◆ **Given passage**
The threshold for this module is variable, and can be set using the switches and a push button to register the new threshold value. We originally had the threshold variable at 16 bits, but this was causing timing errors that resulted in smearing on the screen. We reduced the threshold to only be a 10 bit number, which removed the timing issues. The module outputs a 1 if the pixel is an edge, and a 0 if the pixel is not an edge.

Time Averager:
We decided to average the pixel data both in time and space to reduce the noticeable flicker caused by color simplification. The module uses the on-board SRAM to store a history of past values of blocks of pixels to perform a weighted average on along with new incoming pixel data. The module is split into two components: an averager module that performs a combinational weighted average, and the hardware associated with SRAM communication.

The averager module takes in the color information of the current pixel, the history for that pixel, and outputs the new value for the pixel to be saved in SRAM. We designed the averager to keep a running average of the last 4 frames worth of pixel data for each pixel in the raster. This means we want to add ¾ of the old value to ¼ of the new value to get the updated average. We chose to average 4 frames because it is a power of 2 and can be calculated using shift and add operations, thus avoiding costly multiplications. Instead of trying to calculate ¾ of the old value directly, we use (1 - ¼) times the old value. The final equation for the new average is:

newAvg = oldAvg - oldAvg>>2 + newColor>>2.

Dataset rows on where objects appear in images
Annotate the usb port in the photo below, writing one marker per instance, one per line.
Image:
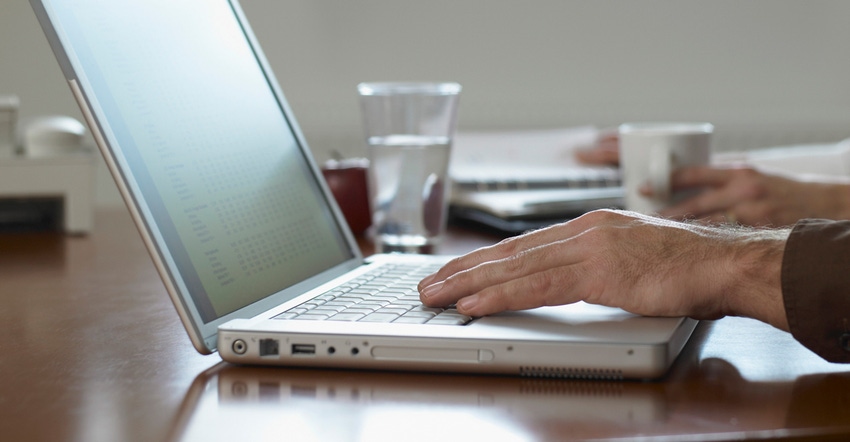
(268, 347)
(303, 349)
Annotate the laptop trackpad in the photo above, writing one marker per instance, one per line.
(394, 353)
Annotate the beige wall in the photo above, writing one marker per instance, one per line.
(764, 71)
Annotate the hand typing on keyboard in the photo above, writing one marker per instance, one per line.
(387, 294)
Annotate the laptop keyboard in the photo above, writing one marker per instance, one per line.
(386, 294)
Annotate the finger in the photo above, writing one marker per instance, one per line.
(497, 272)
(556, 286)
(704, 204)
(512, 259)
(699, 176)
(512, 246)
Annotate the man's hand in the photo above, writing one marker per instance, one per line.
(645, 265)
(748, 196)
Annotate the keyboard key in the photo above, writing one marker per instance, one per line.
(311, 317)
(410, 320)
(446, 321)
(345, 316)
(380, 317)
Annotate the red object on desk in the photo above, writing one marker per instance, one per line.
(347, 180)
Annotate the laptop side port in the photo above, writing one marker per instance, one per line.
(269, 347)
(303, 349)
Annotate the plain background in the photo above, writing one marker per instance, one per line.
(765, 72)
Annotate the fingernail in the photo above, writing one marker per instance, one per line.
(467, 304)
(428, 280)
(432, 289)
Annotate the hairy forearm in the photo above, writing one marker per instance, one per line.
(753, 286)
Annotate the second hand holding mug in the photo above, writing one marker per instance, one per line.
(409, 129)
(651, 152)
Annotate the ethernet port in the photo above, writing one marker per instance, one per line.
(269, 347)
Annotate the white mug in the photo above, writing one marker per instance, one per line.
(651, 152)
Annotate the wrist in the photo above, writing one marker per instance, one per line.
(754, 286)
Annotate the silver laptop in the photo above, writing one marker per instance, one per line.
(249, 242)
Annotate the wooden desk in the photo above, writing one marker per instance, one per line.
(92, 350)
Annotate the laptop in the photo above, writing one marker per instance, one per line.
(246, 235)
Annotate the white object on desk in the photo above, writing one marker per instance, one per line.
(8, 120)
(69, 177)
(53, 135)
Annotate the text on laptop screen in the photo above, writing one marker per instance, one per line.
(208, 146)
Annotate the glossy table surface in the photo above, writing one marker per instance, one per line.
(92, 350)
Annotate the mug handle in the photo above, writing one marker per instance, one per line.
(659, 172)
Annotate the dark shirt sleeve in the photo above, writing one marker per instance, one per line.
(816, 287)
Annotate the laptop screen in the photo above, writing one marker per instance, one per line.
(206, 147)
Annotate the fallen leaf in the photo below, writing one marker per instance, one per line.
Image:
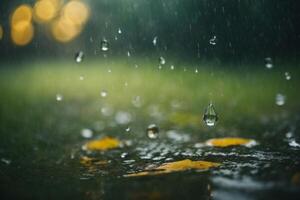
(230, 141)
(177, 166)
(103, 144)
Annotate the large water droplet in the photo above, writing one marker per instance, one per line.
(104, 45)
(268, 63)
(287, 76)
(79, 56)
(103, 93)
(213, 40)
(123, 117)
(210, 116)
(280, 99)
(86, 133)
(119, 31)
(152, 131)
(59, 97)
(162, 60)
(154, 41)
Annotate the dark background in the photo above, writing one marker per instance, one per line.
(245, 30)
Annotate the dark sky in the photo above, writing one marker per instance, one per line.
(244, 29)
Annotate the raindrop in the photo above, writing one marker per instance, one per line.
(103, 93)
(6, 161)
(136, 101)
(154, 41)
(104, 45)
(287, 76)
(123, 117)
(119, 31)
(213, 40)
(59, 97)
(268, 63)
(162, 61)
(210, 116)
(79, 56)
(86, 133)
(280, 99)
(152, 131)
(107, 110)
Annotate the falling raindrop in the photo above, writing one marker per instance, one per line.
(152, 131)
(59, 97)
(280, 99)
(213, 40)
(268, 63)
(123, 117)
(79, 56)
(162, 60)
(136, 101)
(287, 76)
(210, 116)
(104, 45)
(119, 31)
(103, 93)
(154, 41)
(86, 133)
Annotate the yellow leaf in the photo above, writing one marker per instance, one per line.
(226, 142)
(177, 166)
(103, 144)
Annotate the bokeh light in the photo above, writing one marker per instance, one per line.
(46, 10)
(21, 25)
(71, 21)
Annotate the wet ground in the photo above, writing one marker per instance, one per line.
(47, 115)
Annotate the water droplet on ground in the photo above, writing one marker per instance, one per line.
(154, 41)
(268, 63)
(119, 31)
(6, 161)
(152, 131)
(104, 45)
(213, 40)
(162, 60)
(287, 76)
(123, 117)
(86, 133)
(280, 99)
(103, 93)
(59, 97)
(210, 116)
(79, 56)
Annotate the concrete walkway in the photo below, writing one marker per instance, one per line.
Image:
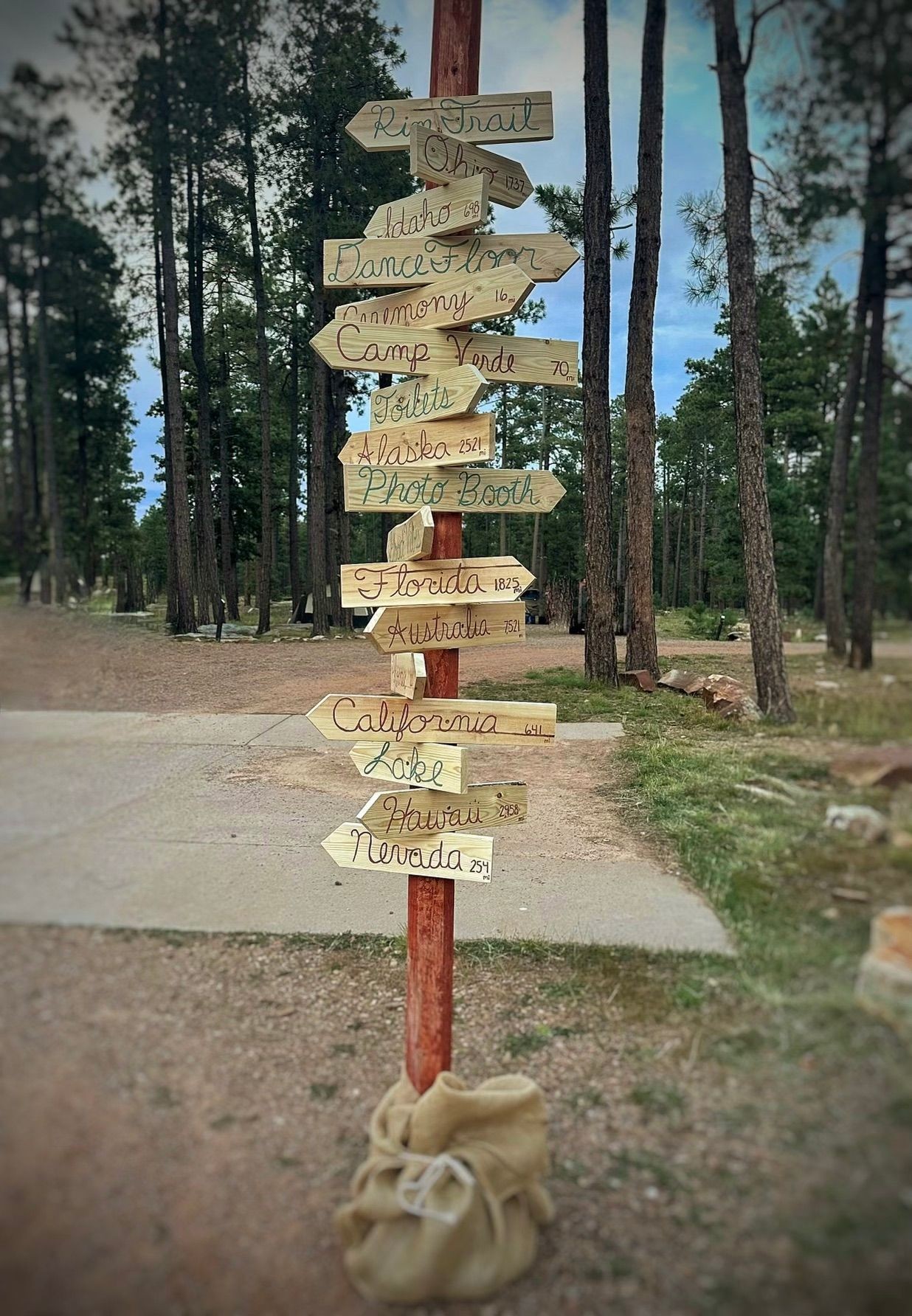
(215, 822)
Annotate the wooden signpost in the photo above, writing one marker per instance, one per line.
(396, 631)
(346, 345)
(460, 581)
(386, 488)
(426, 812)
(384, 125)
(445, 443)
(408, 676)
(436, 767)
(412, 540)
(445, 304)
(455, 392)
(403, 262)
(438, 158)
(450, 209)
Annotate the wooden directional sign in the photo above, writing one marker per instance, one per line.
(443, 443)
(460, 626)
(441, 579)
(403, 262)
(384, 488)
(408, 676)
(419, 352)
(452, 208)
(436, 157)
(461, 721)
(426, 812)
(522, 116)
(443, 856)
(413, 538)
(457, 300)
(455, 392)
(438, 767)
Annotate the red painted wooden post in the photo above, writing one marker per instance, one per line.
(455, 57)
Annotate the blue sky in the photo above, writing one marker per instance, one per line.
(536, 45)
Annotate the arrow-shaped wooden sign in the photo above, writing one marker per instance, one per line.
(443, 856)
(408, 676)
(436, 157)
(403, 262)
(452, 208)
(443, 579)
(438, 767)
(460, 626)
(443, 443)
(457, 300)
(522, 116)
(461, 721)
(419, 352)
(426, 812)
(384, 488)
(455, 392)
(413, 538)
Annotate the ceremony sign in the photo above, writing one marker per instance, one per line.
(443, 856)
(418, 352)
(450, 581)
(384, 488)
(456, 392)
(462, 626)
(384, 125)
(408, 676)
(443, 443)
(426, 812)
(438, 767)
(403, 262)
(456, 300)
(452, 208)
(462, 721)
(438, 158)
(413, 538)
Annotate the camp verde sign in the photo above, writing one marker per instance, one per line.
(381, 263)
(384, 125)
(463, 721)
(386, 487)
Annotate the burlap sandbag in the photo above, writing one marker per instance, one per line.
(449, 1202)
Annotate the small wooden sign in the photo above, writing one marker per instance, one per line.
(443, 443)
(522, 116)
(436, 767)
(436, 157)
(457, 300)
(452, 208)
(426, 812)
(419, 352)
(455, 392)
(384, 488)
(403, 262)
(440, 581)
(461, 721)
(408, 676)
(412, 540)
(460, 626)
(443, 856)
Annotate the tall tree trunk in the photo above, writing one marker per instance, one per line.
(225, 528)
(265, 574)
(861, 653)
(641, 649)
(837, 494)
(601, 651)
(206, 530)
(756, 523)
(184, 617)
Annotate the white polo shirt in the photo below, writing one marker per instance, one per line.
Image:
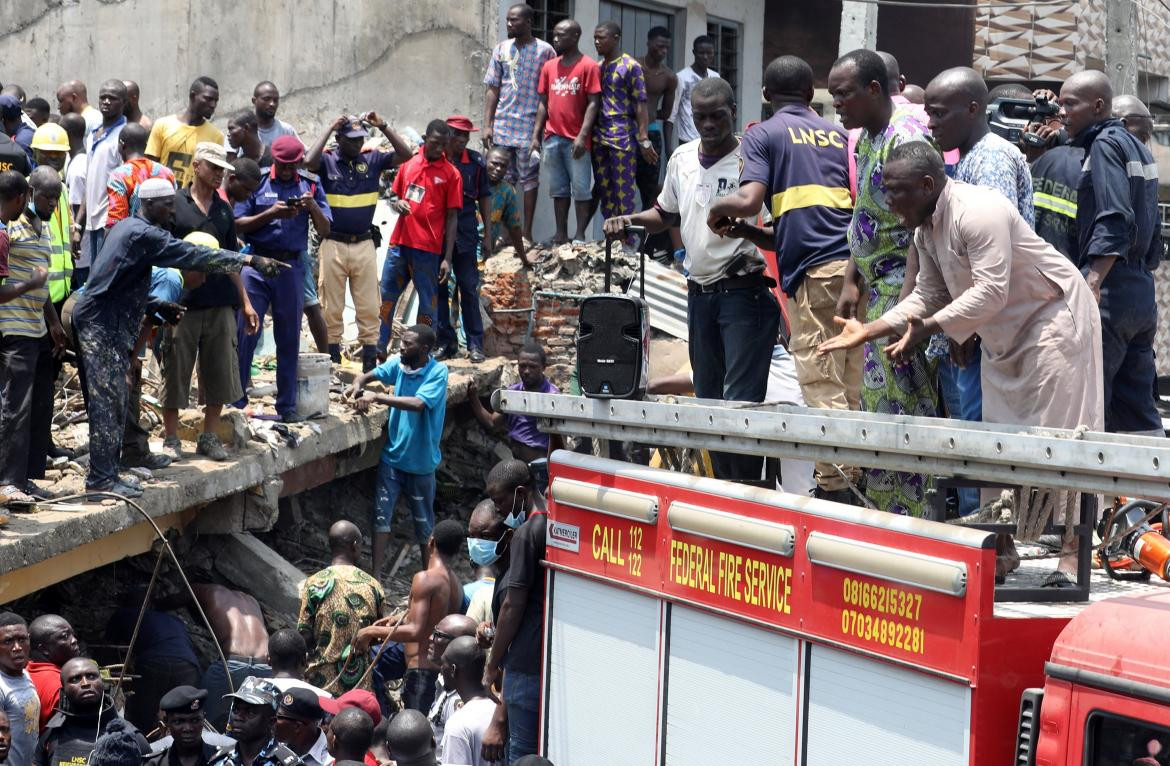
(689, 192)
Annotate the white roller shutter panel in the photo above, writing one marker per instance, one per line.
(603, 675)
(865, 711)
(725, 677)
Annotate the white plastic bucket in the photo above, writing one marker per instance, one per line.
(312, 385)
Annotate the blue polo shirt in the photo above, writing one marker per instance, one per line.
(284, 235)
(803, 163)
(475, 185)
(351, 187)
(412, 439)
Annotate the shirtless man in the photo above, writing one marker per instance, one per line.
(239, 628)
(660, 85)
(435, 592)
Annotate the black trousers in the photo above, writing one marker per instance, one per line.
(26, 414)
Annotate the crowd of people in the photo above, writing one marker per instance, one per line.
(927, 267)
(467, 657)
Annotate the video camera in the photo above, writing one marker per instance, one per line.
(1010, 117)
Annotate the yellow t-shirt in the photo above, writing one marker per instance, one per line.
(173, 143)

◆ **Tasks to perform**
**1)** Retype the text on the edge and averaging modules from "The threshold for" down to "with SRAM communication.".
**2)** Continue the text on the edge and averaging modules, starting after its last sentence.

◆ **Answers to the tasks**
**1)**
The threshold for this module is variable, and can be set using the switches and a push button to register the new threshold value. We originally had the threshold variable at 16 bits, but this was causing timing errors that resulted in smearing on the screen. We reduced the threshold to only be a 10 bit number, which removed the timing issues. The module outputs a 1 if the pixel is an edge, and a 0 if the pixel is not an edge.

Time Averager:
We decided to average the pixel data both in time and space to reduce the noticeable flicker caused by color simplification. The module uses the on-board SRAM to store a history of past values of blocks of pixels to perform a weighted average on along with new incoming pixel data. The module is split into two components: an averager module that performs a combinational weighted average, and the hardware associated with SRAM communication.

**2)**
The averager module assumes that each color channel will have 5 bits of precision. This is determined by the word size of the SRAM, which is 16 bits. We have three 5 bit colors, which is 15 bits, and 1 unused bit that is stored in the SRAM. All three colors are averaged at the same time within the averager, and the value is outputted without registering.

The time averager module is responsible for communicating with the SRAM and feeding its data to and from the averager module. To implement a 2x2 spatial averager, first we needed to change the addressing of the pixels by removing the least significant bit of the X and Y coordinates. This makes 4 adjacent pixels all reference the same location in SRAM. This reduces the total required SRAM and allows us to use a full word for pixel data instead of sharing 2 pixels per 16 bit word of SRAM as we have done in the past.

The SRAM takes a cycle to read and another to write, which is a problem if a new pixel is required each cycle. Luckily we are averaging 2 pixels at a time and adjacent horizontal pixels are requested one after another. This means we only need the history once for both the pixels together instead of both individually, which gives us 2 cycles per 2 pixel horizontal pair. We take advantage of this by reading the history for the two pixels in the first cycle and write the updated history for the two pixels in the second cycle. The history gets updated with both new pixel values for that 2 pixel block by using an intermediate history value that is stored in a register and not in SRAM.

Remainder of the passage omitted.